■ WHAT TO DO
Gather every line in the items below that contains the word "forested", and copy each one.

═════ PROVIDED MATERIAL

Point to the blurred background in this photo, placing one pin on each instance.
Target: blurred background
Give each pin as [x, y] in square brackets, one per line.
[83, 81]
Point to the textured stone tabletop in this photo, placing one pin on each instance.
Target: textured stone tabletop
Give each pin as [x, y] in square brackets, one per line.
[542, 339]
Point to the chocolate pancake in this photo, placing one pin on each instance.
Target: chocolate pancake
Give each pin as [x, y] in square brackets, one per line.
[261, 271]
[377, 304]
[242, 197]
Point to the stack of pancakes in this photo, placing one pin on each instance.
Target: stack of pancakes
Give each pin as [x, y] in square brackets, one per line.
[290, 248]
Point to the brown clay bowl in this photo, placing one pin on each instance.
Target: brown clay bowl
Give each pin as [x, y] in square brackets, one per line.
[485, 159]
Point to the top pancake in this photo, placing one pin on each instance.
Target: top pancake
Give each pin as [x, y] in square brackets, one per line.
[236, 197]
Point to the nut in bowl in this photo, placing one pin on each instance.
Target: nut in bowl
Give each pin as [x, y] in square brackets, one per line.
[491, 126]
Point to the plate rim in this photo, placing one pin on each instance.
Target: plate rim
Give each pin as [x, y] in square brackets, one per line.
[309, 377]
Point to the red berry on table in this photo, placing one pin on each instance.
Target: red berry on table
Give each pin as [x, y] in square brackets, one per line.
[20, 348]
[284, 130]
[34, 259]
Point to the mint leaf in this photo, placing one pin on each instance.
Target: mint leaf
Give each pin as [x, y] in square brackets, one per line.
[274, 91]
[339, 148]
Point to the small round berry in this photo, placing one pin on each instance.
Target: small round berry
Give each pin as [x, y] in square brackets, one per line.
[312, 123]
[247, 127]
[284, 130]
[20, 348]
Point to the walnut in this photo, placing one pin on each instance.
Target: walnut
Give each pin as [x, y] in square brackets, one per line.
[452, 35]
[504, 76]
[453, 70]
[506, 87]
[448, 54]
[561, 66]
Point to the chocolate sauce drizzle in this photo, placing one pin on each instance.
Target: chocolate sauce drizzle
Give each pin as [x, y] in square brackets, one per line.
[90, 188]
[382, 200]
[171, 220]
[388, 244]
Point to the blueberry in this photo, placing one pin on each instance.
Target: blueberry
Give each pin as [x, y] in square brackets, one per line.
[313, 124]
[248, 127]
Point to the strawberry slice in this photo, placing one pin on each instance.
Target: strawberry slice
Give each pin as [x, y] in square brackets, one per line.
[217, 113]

══════════
═════ PROVIDED MATERIAL

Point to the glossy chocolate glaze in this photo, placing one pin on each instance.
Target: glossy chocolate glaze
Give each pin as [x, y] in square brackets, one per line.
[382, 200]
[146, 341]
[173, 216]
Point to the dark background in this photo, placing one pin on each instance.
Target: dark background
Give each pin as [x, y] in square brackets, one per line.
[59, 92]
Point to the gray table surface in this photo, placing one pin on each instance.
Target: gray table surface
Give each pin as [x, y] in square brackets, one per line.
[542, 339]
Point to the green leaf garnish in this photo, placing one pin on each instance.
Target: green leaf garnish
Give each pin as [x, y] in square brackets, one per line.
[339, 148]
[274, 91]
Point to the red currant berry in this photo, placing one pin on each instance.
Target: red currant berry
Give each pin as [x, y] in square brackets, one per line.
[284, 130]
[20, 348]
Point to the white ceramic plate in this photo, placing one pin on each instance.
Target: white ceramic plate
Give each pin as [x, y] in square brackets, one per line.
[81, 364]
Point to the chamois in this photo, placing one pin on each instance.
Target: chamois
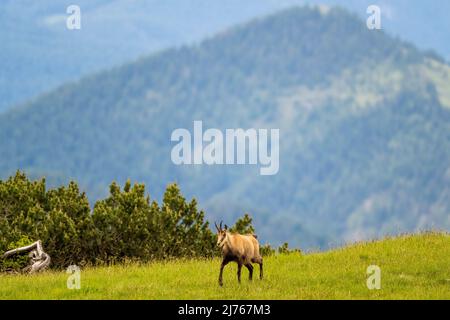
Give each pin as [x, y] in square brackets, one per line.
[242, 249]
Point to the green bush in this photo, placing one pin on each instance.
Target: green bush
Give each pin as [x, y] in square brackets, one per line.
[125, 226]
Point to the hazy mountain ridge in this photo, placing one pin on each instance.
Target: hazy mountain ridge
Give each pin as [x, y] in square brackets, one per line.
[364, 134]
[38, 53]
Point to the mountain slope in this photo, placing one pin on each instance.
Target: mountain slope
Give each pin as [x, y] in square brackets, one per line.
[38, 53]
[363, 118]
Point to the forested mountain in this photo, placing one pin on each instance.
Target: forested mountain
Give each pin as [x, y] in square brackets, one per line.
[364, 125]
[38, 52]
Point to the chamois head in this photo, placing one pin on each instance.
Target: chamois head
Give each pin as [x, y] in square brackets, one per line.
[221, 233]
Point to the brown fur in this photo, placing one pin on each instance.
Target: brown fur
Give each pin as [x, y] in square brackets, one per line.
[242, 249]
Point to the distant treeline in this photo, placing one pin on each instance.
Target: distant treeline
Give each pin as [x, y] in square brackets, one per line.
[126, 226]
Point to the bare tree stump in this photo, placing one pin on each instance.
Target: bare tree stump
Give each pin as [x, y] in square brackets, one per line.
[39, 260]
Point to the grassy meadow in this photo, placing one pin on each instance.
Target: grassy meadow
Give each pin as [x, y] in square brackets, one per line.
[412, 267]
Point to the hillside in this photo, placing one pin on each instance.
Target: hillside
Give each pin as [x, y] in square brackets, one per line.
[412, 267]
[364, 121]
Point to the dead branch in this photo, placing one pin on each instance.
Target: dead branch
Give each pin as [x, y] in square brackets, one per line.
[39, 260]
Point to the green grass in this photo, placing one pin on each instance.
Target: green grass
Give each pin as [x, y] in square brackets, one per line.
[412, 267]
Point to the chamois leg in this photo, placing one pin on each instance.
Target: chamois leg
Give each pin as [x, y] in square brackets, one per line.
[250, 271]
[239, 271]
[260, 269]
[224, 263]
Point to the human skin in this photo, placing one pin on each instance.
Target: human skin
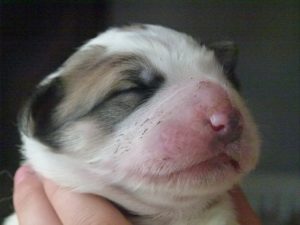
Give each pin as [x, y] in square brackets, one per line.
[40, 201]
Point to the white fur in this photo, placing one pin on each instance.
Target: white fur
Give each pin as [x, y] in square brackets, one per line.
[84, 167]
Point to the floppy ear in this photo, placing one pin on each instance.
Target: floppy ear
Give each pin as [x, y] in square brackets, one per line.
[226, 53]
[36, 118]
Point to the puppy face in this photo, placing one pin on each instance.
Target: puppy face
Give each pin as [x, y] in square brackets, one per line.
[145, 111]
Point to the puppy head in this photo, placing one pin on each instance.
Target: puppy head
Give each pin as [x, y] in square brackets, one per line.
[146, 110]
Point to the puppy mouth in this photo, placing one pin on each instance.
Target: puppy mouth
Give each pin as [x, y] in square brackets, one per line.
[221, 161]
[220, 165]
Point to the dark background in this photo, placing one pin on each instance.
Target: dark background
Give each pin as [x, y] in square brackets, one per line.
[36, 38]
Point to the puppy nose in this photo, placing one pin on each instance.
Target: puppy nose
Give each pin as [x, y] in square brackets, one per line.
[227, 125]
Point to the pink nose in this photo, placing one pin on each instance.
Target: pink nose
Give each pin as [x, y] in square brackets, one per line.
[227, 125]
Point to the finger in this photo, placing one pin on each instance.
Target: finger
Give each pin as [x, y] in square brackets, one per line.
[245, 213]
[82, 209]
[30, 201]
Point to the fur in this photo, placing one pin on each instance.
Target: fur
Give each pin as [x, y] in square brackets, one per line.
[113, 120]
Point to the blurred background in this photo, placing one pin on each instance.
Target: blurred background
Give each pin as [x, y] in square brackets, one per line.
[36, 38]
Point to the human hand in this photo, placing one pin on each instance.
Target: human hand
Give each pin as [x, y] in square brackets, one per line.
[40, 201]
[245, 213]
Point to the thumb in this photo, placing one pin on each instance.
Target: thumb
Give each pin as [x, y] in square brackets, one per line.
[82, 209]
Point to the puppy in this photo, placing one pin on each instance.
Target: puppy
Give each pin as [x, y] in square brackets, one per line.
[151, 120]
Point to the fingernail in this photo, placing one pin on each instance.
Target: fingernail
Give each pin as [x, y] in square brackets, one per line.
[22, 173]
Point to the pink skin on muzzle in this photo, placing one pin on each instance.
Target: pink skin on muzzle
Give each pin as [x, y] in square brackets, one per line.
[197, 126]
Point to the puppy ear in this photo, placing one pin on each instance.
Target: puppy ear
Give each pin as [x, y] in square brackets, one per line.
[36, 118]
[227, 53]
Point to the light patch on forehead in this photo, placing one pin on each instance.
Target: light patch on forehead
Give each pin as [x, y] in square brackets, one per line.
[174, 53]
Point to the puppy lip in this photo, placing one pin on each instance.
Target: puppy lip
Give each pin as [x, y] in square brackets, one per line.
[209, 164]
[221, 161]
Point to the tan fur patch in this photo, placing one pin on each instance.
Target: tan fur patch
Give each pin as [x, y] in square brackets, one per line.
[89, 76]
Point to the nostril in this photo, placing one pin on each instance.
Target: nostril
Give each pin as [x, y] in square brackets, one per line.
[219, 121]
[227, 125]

══════════
═════ PROVIDED MATERIAL

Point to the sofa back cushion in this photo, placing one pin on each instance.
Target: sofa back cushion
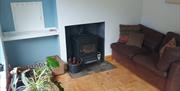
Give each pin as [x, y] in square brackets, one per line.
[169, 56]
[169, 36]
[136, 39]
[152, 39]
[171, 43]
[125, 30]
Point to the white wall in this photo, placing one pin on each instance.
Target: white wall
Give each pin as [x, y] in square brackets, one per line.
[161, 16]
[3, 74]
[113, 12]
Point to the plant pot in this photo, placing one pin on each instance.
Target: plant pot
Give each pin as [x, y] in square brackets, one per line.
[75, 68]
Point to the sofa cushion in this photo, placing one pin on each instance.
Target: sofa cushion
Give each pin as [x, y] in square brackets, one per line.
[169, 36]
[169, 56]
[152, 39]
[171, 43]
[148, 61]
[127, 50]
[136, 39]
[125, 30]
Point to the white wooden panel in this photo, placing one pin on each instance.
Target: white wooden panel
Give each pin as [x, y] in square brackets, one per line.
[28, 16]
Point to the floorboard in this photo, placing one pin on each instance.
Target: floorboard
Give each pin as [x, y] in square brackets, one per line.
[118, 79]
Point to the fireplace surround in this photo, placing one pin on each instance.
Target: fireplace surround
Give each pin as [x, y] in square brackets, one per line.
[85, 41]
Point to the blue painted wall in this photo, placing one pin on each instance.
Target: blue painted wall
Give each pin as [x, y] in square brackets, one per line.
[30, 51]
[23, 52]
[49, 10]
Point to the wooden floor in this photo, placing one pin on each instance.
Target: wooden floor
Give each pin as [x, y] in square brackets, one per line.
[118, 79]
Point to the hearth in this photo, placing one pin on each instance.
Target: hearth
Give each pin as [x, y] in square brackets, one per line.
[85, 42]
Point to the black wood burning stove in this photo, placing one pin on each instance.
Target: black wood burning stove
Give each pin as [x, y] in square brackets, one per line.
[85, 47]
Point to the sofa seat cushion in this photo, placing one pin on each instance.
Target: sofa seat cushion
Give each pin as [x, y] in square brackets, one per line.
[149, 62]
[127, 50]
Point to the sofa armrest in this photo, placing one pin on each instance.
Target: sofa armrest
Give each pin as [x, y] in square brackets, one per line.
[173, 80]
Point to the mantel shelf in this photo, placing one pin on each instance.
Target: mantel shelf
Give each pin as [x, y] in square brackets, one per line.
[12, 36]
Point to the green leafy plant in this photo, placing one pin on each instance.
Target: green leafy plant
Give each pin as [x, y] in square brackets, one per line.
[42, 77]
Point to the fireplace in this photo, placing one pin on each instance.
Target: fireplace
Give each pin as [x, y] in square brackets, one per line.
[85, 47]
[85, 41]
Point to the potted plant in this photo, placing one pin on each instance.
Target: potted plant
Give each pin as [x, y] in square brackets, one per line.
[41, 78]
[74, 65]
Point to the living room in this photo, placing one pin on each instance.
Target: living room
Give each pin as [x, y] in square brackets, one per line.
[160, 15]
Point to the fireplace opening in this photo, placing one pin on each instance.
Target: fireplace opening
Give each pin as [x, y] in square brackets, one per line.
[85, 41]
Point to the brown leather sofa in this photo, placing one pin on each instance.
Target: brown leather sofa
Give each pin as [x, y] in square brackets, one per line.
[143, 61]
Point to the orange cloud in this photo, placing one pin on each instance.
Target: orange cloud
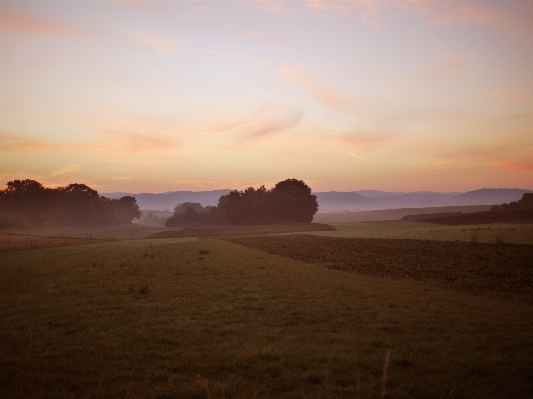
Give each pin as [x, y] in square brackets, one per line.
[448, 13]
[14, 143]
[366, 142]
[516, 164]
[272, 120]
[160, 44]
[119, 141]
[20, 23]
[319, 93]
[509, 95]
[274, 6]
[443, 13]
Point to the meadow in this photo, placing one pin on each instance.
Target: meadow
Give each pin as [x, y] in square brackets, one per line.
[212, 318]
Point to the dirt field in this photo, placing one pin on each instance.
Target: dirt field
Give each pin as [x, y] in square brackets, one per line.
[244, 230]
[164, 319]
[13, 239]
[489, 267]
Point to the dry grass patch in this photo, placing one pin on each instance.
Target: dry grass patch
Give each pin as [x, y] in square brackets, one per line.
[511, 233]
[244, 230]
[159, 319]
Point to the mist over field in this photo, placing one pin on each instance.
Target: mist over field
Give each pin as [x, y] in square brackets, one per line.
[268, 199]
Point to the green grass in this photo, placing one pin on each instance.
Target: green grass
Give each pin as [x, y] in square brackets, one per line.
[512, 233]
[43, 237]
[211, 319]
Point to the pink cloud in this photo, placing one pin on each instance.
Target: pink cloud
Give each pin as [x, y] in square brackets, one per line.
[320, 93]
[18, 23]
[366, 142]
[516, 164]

══════════

■ RESULT
Point to the forested mountain in this photo, placing one pin on each instance.
Target: forested mountain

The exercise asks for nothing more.